#### Problem requirements
Begin at the line below that has "Query: white boat" and stop after the line that has "point_to(query) gives the position of every instance of the red". Please restate only those lines, word for word.

┄┄┄┄┄┄┄┄┄┄

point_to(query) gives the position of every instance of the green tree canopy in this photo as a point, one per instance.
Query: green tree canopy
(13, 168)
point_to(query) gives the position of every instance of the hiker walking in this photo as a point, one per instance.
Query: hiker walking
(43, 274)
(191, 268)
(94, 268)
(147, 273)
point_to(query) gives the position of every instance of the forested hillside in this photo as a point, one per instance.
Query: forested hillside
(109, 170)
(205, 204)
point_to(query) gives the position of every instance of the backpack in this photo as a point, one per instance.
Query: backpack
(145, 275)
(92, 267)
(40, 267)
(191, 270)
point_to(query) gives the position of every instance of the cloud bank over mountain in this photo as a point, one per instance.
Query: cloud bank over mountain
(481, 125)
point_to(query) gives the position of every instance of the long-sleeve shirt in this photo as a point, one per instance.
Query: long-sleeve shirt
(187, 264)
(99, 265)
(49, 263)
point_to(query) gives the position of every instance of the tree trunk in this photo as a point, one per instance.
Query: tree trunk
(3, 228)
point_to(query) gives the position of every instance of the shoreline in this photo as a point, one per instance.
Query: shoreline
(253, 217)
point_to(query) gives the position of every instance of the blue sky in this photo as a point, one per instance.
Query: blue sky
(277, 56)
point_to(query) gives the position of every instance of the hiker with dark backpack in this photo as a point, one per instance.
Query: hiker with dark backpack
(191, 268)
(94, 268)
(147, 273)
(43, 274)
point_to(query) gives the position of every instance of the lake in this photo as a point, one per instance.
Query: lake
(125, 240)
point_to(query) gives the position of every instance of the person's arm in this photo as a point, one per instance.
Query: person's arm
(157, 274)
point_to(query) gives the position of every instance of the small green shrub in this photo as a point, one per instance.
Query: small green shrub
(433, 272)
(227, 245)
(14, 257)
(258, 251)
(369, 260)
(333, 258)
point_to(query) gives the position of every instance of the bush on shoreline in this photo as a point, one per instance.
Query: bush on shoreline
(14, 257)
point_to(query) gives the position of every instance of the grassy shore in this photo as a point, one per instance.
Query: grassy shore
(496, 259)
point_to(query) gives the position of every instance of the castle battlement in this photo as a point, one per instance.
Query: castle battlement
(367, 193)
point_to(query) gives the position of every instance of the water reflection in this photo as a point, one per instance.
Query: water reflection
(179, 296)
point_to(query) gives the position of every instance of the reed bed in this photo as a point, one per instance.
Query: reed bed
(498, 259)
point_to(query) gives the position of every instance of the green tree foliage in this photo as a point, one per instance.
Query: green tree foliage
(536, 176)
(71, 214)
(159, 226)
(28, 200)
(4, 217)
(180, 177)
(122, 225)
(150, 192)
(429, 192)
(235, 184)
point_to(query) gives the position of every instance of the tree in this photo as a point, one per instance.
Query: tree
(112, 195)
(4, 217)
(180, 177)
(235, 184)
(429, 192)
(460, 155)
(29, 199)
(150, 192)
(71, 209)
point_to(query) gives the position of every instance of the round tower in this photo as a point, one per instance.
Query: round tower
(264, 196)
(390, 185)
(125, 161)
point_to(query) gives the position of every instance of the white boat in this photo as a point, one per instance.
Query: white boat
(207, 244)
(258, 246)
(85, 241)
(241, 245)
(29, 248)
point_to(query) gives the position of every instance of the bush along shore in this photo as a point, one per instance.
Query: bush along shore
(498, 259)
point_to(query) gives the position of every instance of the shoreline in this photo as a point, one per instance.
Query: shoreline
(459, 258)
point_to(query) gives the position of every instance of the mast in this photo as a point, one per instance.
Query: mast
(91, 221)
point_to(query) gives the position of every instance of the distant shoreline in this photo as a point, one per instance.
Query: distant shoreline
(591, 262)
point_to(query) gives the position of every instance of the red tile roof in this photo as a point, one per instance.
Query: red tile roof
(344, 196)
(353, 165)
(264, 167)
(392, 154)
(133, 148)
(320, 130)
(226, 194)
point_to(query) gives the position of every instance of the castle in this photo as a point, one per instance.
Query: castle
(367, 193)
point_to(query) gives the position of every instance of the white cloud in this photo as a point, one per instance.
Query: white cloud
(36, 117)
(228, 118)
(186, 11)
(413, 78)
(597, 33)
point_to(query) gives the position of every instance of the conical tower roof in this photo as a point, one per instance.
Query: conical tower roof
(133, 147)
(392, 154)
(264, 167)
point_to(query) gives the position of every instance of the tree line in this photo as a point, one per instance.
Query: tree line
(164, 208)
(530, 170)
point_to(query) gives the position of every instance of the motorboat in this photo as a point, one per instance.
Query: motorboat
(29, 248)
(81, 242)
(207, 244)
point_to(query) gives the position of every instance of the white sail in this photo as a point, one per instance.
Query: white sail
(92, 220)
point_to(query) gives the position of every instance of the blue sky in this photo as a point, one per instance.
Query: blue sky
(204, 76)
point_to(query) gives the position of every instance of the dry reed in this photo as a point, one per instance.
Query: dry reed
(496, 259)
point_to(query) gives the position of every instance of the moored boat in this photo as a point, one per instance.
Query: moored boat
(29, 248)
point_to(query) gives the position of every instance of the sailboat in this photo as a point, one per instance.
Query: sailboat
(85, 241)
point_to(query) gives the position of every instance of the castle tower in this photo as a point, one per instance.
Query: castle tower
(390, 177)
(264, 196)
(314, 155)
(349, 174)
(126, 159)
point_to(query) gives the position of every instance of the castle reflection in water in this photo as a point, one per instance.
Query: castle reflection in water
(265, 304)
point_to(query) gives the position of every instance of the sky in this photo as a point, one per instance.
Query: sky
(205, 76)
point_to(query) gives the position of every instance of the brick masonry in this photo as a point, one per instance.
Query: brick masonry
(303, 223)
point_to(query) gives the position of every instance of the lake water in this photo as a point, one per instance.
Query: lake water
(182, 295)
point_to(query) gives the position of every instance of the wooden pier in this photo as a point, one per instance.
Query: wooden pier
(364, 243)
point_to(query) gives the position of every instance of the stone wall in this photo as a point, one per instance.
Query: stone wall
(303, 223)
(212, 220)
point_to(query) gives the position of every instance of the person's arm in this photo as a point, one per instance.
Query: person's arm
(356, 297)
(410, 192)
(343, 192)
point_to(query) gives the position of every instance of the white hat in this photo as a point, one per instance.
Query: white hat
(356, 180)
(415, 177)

┄┄┄┄┄┄┄┄┄┄

#### Solved exercise
Query: white boat
(207, 244)
(258, 246)
(85, 241)
(241, 245)
(29, 248)
point_to(query) gives the position of every instance of the bush along shore in this photo as a point, one per instance.
Query: bush along shore
(498, 259)
point_to(query) gives the position of every instance of the shoreline in this photo as a point, one per instance.
Query: shoreline
(459, 258)
point_to(query) gives the position of every instance of the mast in this photo as a point, one per instance.
Query: mast
(91, 221)
point_to(query) gives the position of every instance of the distant shoreline in this photo as a point, one per instance.
Query: distant shoreline
(591, 262)
point_to(query) gives the position of every instance of the red tile roof in this photo as a point, one per instance.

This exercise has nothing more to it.